━━━ Supplied text ━━━

EDITORIAL: Plastic is composed of major toxic pollutants that tend to harm the environment, and over some decades it has started to impacting the natural ecosystem negatively, which is creating problems for wildlife and human life alike. According to a study, of about 12 million pieces of litter found in and around rivers, oceans, shorelines and seafloor eight out of 10 are made of plastic.
And 44 percent of this plastic litter related to take-out food and drinks. Single-use bottles, food containers and wrappers, and plastic bags made up the biggest share.
Over the last several years the environmental lobbyists have been trying to persuade the governments to outlaw the single-use plastic items, but not with much success. It is instructive to note that it was on Saturday that Britain’s environment department announced that England would ban a range of single-use plastic items in an effort to limit soaring plastic pollution, and the ban would come into effect in the autumn of 2023. It is said that the new ban would also include single-use plastic trays, balloon sticks and some types of polystyrene cups and food containers.
The decision follows a public consultation by the government in which 95 percent of respondents were in favour of ban. The department seems to have rightly realised that most plastics can remain intact for centuries and damage oceans, rivers and land.
Quite a few countries, including Bangladesh, have banned use of single-use plastic items, and of the South Asian countries Pakistan is last on the list.

━━━ Listed entries ━━━

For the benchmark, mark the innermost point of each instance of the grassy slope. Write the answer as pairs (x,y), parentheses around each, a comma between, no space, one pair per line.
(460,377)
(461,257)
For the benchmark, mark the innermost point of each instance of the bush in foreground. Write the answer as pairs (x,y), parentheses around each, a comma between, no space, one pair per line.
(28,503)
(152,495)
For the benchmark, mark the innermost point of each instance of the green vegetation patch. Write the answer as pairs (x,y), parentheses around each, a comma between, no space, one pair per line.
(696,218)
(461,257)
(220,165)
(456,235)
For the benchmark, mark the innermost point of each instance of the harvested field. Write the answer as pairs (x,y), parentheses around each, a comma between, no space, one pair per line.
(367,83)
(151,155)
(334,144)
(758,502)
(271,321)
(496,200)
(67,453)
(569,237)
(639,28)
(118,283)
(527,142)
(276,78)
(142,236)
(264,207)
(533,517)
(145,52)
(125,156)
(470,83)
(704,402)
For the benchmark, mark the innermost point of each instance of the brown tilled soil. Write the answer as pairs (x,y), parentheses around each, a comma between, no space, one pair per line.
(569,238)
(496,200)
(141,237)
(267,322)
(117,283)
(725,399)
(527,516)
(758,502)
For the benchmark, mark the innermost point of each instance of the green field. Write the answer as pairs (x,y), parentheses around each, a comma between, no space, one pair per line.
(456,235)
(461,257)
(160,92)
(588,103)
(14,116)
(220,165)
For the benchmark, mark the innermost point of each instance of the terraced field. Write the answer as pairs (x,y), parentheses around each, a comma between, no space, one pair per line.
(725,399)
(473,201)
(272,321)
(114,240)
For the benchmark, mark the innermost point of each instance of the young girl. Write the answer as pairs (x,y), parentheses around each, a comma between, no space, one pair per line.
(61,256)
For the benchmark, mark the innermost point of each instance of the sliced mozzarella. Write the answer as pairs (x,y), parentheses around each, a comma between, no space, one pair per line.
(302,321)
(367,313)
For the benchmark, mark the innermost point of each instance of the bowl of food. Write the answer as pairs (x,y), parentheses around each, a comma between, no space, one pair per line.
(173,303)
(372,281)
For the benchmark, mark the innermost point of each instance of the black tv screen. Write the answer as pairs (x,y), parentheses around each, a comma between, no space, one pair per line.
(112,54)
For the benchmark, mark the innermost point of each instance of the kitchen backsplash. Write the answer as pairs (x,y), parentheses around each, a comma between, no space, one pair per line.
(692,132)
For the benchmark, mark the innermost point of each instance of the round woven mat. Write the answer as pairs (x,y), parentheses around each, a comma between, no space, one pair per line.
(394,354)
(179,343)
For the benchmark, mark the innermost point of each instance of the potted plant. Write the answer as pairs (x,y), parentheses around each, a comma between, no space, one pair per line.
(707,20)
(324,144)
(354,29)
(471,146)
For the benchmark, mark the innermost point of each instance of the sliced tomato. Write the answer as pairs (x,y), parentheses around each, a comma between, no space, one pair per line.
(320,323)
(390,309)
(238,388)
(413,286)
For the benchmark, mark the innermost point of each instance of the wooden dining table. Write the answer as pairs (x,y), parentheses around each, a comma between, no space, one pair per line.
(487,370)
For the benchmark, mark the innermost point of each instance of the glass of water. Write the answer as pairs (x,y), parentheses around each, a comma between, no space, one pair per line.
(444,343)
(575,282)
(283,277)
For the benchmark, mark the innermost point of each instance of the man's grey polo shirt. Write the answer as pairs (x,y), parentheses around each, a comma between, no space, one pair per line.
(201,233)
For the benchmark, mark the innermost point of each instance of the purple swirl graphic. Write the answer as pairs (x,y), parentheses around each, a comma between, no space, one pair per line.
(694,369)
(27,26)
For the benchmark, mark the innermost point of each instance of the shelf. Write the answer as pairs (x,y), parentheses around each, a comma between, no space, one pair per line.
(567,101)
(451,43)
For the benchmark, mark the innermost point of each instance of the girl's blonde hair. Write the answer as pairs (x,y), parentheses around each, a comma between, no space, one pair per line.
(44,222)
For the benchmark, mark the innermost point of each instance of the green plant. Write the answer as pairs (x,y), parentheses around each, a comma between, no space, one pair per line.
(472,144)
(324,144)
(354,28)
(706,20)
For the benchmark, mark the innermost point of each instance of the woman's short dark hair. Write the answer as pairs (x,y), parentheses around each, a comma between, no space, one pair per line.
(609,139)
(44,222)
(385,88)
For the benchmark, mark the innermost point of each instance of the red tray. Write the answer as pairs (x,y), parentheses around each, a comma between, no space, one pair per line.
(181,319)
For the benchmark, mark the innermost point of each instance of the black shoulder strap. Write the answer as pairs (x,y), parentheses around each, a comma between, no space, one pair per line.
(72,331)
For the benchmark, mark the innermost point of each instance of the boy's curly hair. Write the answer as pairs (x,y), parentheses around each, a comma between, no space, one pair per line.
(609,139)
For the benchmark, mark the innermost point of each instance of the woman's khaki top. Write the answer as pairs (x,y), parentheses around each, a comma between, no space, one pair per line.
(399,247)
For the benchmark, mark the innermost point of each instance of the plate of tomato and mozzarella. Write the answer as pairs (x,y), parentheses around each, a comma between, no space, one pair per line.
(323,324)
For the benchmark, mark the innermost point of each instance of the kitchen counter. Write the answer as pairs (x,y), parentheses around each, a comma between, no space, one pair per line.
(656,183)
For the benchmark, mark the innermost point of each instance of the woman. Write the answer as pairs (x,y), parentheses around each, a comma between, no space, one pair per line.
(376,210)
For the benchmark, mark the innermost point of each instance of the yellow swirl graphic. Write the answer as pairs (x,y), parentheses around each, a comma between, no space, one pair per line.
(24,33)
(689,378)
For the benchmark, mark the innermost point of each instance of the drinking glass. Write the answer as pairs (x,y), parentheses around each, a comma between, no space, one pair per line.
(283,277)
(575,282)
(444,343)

━━━

> _Task set_
- A) Echo the plastic editorial from "And 44 percent" to "the biggest share.".
- B) According to the plastic editorial, what percentage of respondents in the government's public consultation were in favor of the ban?
The records aren't needed for anything here.

> _Answers in order_
- A)
And 44 percent of this plastic litter related to take-out food and drinks. Single-use bottles, food containers and wrappers, and plastic bags made up the biggest share.

- B) 95 percent